:: Task description ::
Please restate each entry word for word.

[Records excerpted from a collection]
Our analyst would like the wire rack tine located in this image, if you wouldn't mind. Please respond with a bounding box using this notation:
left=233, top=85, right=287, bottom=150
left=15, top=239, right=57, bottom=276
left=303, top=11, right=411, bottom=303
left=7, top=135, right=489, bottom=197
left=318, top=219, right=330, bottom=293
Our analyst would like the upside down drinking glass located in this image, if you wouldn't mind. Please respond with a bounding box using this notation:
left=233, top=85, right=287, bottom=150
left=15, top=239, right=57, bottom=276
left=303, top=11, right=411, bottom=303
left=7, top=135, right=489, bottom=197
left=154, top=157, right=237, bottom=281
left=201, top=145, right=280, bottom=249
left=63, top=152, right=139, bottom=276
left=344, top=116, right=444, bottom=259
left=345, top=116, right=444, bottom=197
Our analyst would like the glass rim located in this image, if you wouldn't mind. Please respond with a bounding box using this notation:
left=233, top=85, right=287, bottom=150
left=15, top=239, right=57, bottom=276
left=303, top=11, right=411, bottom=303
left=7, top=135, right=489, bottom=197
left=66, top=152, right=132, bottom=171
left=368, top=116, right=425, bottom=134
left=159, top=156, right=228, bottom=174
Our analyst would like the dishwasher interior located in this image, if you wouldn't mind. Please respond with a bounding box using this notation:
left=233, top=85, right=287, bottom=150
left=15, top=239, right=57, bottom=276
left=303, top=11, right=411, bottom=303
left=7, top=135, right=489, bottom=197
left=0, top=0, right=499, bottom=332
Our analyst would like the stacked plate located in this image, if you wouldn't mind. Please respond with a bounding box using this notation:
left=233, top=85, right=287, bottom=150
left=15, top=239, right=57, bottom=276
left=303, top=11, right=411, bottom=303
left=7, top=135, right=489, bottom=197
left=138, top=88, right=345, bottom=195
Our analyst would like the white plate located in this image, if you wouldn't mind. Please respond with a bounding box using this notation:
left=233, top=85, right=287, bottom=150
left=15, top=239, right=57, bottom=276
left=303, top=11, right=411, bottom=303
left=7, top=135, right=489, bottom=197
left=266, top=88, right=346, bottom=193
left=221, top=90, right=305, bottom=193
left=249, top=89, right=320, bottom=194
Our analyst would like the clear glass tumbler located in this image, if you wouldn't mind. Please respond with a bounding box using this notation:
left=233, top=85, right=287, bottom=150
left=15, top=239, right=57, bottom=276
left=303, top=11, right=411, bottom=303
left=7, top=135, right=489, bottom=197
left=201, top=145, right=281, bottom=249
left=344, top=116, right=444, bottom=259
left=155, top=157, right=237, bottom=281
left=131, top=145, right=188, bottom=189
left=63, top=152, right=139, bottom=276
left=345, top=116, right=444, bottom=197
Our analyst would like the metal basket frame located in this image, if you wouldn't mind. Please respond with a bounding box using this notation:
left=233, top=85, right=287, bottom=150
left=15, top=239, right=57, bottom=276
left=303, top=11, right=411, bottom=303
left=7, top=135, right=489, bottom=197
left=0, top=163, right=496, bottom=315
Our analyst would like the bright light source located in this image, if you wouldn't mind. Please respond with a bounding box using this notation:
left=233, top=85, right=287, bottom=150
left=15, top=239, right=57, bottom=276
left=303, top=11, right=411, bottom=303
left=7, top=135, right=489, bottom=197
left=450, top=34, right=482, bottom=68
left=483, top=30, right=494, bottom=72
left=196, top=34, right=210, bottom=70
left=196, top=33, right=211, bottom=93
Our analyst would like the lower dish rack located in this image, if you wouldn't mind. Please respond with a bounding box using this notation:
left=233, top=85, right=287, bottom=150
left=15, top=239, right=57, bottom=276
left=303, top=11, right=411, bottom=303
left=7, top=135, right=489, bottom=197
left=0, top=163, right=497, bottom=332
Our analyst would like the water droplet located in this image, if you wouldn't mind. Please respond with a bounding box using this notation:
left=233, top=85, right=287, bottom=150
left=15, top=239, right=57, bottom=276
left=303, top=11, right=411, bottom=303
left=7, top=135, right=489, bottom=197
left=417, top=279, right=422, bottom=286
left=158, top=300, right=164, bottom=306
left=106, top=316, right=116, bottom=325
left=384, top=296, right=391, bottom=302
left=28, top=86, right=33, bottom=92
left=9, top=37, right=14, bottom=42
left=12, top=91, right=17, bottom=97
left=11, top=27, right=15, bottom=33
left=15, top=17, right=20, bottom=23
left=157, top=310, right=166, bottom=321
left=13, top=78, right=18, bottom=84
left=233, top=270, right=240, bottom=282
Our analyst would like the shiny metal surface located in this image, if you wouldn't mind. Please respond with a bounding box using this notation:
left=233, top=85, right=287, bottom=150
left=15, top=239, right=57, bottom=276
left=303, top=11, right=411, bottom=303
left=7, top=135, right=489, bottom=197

:: Answer for the task ::
Our analyst would like the wire rack tine located in this image, if you wouldn't mind. Please respond with a bounding box using this notation:
left=233, top=85, right=287, bottom=150
left=15, top=239, right=57, bottom=276
left=303, top=11, right=411, bottom=303
left=7, top=135, right=489, bottom=197
left=318, top=219, right=330, bottom=293
Our analyst would like the upside down drinking glass located in this image, if you wouldn't mind. Please respond with a bounding box using this notation:
left=233, top=85, right=287, bottom=150
left=15, top=239, right=57, bottom=276
left=303, top=11, right=411, bottom=303
left=7, top=135, right=489, bottom=197
left=154, top=157, right=237, bottom=281
left=201, top=145, right=280, bottom=249
left=63, top=152, right=139, bottom=276
left=344, top=116, right=444, bottom=259
left=345, top=116, right=444, bottom=197
Our analyst would like the glass rim located in this image, if you wouldn't mind. Please respond with a bounding box using this notation:
left=233, top=85, right=287, bottom=150
left=15, top=239, right=57, bottom=276
left=303, top=11, right=411, bottom=303
left=7, top=135, right=489, bottom=197
left=66, top=152, right=132, bottom=171
left=368, top=116, right=425, bottom=134
left=159, top=156, right=228, bottom=174
Our analyst would like the dishwasher interior located in this image, if you wouldn't mind. Please respond with a bounding box using this notation:
left=233, top=85, right=287, bottom=150
left=15, top=239, right=57, bottom=276
left=303, top=11, right=411, bottom=303
left=7, top=135, right=489, bottom=197
left=0, top=0, right=499, bottom=332
Our analyst would like the stacked plate located in this image, if you wouldn't mind. Please respond with a bounding box using this notation:
left=233, top=85, right=287, bottom=150
left=15, top=239, right=57, bottom=276
left=303, top=11, right=411, bottom=303
left=7, top=135, right=489, bottom=197
left=138, top=88, right=345, bottom=195
Our analyst would like the white plate located in this image, if you wouldn't mind. Please respond with a bounding box using this notation:
left=233, top=85, right=287, bottom=150
left=15, top=239, right=57, bottom=276
left=303, top=11, right=411, bottom=303
left=7, top=135, right=489, bottom=197
left=266, top=88, right=346, bottom=193
left=221, top=90, right=305, bottom=193
left=249, top=89, right=320, bottom=194
Our analyst would like the clear glass tumbler located in this image, if you wouldn't mind. Please respond with a bounding box using this notation:
left=233, top=85, right=287, bottom=150
left=15, top=239, right=57, bottom=276
left=303, top=11, right=411, bottom=303
left=7, top=135, right=489, bottom=197
left=201, top=145, right=281, bottom=249
left=344, top=116, right=444, bottom=259
left=155, top=157, right=237, bottom=281
left=131, top=145, right=188, bottom=189
left=63, top=152, right=139, bottom=276
left=345, top=116, right=444, bottom=197
Our analyst would like the metal basket frame located in this image, if you wouldn't mind. Please respond with a bounding box using this notation:
left=233, top=85, right=287, bottom=150
left=15, top=239, right=57, bottom=276
left=303, top=11, right=411, bottom=303
left=7, top=135, right=489, bottom=197
left=0, top=163, right=496, bottom=315
Our analyst would like the bright light source located in this image, if you wouldn't mind. Please respond with a bounding box using this notation:
left=233, top=85, right=287, bottom=150
left=15, top=239, right=57, bottom=276
left=303, top=11, right=411, bottom=303
left=7, top=135, right=489, bottom=197
left=450, top=34, right=482, bottom=68
left=483, top=30, right=494, bottom=72
left=196, top=34, right=210, bottom=70
left=196, top=33, right=211, bottom=93
Our analyst would like the lower dish rack located in this image, if you wouldn't mind. Please respond with a bounding box using this notation:
left=233, top=85, right=287, bottom=150
left=15, top=239, right=57, bottom=276
left=303, top=11, right=411, bottom=303
left=7, top=135, right=489, bottom=197
left=0, top=163, right=497, bottom=332
Our analyst would like the water droplet located in this image, if you wouldn't mind. Please respond with a bounding box using this notation:
left=233, top=85, right=287, bottom=150
left=15, top=239, right=57, bottom=276
left=303, top=11, right=411, bottom=303
left=7, top=135, right=489, bottom=197
left=417, top=279, right=422, bottom=286
left=158, top=300, right=164, bottom=306
left=106, top=316, right=116, bottom=325
left=384, top=296, right=391, bottom=302
left=28, top=86, right=33, bottom=92
left=9, top=37, right=14, bottom=42
left=12, top=91, right=17, bottom=97
left=11, top=27, right=15, bottom=33
left=15, top=17, right=20, bottom=23
left=157, top=310, right=166, bottom=321
left=13, top=78, right=18, bottom=84
left=233, top=270, right=240, bottom=282
Our analyst would like the shiny metal surface located in this image, if you wouldn't mind. Please respond with a bounding box using this notation:
left=233, top=85, right=287, bottom=150
left=15, top=239, right=57, bottom=276
left=303, top=11, right=411, bottom=303
left=7, top=135, right=489, bottom=197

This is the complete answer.